EXERCISE DIRECTIONS: Please find the lines in the following records that hold "item", and copy them.

(Dataset excerpts)
"""
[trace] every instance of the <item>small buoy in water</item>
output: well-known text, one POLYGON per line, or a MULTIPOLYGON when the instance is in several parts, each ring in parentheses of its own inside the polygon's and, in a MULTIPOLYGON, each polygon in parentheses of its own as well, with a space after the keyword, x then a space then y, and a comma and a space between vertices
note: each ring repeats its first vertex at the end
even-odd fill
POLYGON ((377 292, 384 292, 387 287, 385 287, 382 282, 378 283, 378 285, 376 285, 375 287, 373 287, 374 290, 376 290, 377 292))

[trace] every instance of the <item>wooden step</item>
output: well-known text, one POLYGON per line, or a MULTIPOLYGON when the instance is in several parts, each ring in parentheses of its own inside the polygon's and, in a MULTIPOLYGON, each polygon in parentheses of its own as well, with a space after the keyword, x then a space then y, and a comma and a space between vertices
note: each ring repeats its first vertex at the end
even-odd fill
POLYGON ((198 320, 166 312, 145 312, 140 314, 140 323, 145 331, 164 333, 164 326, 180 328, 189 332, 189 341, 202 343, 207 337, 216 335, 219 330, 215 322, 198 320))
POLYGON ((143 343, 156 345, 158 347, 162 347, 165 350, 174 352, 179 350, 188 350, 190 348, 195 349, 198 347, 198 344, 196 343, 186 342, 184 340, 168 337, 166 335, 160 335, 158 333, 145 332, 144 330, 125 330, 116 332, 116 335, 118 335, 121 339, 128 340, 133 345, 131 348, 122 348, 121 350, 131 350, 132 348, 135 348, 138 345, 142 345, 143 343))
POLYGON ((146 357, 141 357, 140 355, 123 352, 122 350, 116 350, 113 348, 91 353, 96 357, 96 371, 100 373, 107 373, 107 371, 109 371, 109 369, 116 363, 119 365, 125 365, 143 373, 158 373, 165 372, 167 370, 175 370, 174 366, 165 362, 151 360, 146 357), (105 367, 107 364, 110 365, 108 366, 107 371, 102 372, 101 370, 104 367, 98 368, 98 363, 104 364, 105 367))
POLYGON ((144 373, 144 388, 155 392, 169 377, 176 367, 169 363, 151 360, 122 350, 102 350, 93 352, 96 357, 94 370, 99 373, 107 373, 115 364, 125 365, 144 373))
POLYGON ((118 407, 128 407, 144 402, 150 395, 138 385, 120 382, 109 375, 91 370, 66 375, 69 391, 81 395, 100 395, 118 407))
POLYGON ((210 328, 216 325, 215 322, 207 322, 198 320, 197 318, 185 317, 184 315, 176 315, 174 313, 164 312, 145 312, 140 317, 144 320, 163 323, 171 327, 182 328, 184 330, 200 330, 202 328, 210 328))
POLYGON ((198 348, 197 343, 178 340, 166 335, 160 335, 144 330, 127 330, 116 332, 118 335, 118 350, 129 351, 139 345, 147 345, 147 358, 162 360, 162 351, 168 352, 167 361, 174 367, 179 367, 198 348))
"""
RESULT BELOW:
[trace] every instance of the <item>small buoy in water</item>
[trace] every instance of the <item>wooden step</item>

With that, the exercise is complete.